Tarefa a
Reproduza fielmente todas as linhas da listagem apresentada mais abaixo, omitindo as imagens na resposta.

Trecho do documento
=-=-=
É preciso refletir se a legislação em vigor é adequada para desincentivar cartéis em licitações. Essa é uma área prioritária para a OCDE e deve ser para qualquer governo, em particular perante as situações que foram desvendadas (no Brasil). Há formas de desenhar as licitações de modo a reduzir possibilidade de conluio, por exemplo usando a contratação eletrônica, que reduz a possibilidade de corrupção. É importante que funcionários e instituições saibam desenhar os procedimentos de contratação e formar as pessoas que lidam com licitação para identificar indícios de conluio.

Como o senhor avalia a atuação do Cade em relação à cooperação com outros países?

O Brasil é uma economia grande, com milhões de consumidores, e é um dos países que têm maior probabilidade de serem afetados por um cartel internacional – mais do que Portugal, por exemplo. O Brasil aderiu formalmente à recomendação da OCDE em relação à cooperação internacional e tem feito trabalhos com agências dos EUA, União Europeia, Canadá e Japão. É um bom exemplo de cooperação.

“O Brasil é uma economia grande, com milhões de consumidores, e é um dos países que têm maior probabilidade de serem afetados por um cartel internacional“

Temos um movimento de concentração nos mercados em momento de crise. Isso penaliza os países mais pobres?
=-=-=
Tarefa b
Segundo o trecho da entrevista, com agências de quais países ou blocos o Brasil tem realizado trabalhos de cooperação?

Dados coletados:
=-=-=
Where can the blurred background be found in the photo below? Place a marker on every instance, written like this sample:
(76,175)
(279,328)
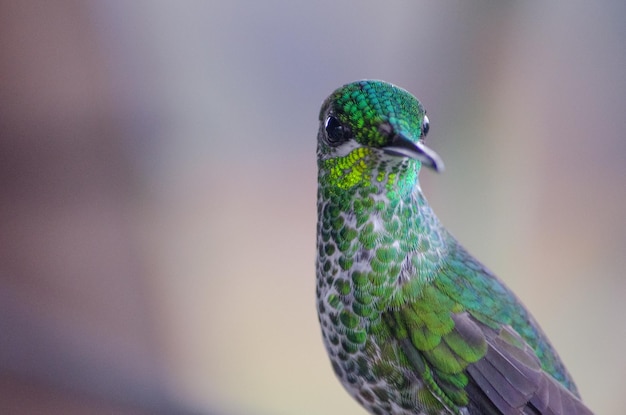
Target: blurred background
(158,188)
=-=-=
Resposta completa a
Where can the blurred background be found in the photo below? Place a marker on every instance, written like this sample:
(76,175)
(279,328)
Target: blurred background
(158,188)

Resposta completa b
Com agências dos EUA, da União Europeia, do Canadá e do Japão.